Work to complete: Render the listing below as a numbered list, omitting any blank lines.

[Excerpts from location labeling data]
— BEGIN —

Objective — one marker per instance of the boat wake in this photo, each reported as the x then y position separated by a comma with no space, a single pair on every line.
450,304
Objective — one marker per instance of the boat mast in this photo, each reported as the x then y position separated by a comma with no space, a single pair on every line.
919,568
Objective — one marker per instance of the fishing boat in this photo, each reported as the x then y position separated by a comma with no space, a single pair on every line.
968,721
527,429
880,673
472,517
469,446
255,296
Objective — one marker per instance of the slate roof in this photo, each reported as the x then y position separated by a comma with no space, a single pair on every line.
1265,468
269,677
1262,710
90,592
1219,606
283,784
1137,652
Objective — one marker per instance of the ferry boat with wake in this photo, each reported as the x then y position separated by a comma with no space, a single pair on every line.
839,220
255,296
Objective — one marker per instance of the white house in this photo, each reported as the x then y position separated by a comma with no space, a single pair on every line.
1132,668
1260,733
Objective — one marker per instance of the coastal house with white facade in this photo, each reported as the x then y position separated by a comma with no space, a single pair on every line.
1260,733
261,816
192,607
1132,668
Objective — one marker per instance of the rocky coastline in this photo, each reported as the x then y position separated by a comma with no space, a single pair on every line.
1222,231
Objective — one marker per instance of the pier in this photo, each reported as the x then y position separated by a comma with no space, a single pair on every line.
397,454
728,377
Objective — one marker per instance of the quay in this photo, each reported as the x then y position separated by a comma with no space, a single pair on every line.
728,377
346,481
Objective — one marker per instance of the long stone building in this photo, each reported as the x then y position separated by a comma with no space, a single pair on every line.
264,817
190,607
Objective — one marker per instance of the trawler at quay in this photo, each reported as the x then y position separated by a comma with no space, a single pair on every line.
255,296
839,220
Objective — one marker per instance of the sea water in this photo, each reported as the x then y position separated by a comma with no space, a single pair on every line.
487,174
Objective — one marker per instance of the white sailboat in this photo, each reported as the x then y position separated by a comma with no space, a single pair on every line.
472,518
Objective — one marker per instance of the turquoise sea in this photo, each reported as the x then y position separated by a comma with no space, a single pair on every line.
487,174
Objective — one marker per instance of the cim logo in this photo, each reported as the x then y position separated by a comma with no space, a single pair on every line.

— END —

Exercise response:
1. Objective — one marker per instance of the boat wake in this photo, each reported as the x then y position separated by a comma with no space, a single pair on every line.
2. 450,304
3. Objective — one marker per instance of the boat mast in this photo, each reported as the x then y position separated by a comma with no space, a single pair on every line.
4. 919,568
5. Objective — one marker per instance of the fishing boat in this photo, each reported as the x then y position separated by a comma with no space, a single pair on every line.
6. 968,721
7. 527,429
8. 880,673
9. 472,517
10. 469,446
11. 255,296
12. Objective — one marker per instance of the slate roof in this photo, each reported as the x then y position separated by a comma with no space, a single pair on every line.
13. 1265,468
14. 269,677
15. 1262,710
16. 90,592
17. 1219,606
18. 283,784
19. 1137,652
20. Objective — one marker per instance of the ferry boat with wake in this photo, each reported as the x then y position separated by a comma with no space, a single pair on every line.
21. 839,220
22. 255,296
23. Objective — one marker per instance of the white house in this photo, each reported as the x then y position separated by a comma with no space, a single pair on every line.
24. 1132,668
25. 1260,733
26. Objective — one marker per instance of the coastal house with white facade in this photo, each reported as the x then y position separated by a comma with no space, a single pair on every line.
27. 1260,733
28. 261,816
29. 192,607
30. 1132,668
31. Objective — one marker per instance of the rocky coastline in this photo, each reported as the x then y position separated by a comma with no space, a single pair on every line.
32. 1222,231
33. Objective — one marker per instance of the pier in this photo, each reported as the x then y position separated by a comma with no space, a single pair on every line.
34. 397,454
35. 728,377
36. Objective — one marker per instance of the quay in this photo, each reported as the x then y position separated by a comma with no space, a single pair on every line.
37. 728,377
38. 346,481
39. Objective — one marker per instance of the long stone building in this photo, each reported as the x then y position separated by a comma with no space, a single pair on every line.
40. 264,817
41. 190,607
42. Objective — one marker per instance of the trawler at quay in this photo, each reported as the x then y position separated by a comma with no space, a single pair on every line.
43. 255,296
44. 839,220
45. Objective — one marker per instance of the sea water in this photo, each reported as the x then y position separated by a comma with no space, a single pair on every line.
46. 487,174
47. Objective — one marker per instance of the white sailboat in this photo, each reported as the x then y position separated by a comma with no space, a single pair on every line.
48. 472,518
49. Objective — one marker per instance of the turquoise sea in this photo, each reported as the x then y position separated by a comma with no space, a single pair on every line.
50. 487,174
51. Objective — one marker per instance of the cim logo in this photo, each reported as the x then y position separated by a comma with no space, a single pair on every line.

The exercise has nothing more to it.